Aim = Copy the data from its first line through the line containing "(1174, 148)", switching every "windshield" to "windscreen" and leaving everything else unchanged.

Exercise inputs =
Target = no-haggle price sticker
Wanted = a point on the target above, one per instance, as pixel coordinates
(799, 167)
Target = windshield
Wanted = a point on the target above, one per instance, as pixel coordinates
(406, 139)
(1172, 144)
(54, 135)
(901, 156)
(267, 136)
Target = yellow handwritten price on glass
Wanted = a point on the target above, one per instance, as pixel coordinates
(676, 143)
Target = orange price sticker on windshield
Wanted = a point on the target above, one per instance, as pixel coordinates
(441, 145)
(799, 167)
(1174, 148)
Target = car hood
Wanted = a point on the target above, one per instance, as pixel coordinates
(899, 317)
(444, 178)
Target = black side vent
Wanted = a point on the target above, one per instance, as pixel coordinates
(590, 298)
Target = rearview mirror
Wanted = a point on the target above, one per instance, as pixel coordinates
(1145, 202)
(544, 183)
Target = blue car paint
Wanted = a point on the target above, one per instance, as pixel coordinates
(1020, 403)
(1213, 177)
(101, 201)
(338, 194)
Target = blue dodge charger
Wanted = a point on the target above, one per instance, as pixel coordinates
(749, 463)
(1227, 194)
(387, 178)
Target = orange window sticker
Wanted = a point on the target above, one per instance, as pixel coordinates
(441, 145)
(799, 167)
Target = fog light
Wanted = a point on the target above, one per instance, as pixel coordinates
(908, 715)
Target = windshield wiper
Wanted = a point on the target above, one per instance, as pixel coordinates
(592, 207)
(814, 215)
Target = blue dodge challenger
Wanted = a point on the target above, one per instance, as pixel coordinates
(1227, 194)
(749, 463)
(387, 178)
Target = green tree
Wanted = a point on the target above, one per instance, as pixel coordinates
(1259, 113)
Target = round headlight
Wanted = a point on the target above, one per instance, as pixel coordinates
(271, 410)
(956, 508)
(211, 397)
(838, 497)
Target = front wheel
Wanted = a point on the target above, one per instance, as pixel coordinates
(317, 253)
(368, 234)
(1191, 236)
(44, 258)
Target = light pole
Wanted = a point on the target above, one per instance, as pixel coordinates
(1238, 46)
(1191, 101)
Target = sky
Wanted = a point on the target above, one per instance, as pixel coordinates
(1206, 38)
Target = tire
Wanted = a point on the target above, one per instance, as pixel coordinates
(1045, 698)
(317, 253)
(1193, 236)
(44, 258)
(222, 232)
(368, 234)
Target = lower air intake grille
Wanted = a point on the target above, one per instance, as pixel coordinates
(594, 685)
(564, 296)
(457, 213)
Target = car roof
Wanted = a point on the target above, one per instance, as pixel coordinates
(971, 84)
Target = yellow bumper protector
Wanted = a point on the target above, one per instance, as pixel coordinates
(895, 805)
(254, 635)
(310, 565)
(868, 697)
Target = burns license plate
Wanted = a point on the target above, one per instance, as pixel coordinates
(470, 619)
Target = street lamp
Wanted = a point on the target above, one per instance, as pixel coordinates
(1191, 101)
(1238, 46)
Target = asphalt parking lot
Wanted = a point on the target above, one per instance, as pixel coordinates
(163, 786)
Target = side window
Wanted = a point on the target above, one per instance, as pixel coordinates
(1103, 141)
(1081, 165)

Response =
Target = no-haggle price sticker
Wanted = a point on the target above, one per instance, as pixel coordinates
(799, 167)
Target = windscreen
Wanted = a point on the target above, one per instance, as pixel coordinates
(406, 139)
(1172, 144)
(54, 135)
(901, 156)
(267, 136)
Target = yellow handwritten price on glass
Wanted = a point on the target above, one per instance, as pixel coordinates
(676, 143)
Target = orange price sticker on windscreen
Wanted = a point on the target above, one per instance, as pixel coordinates
(441, 145)
(799, 167)
(1174, 148)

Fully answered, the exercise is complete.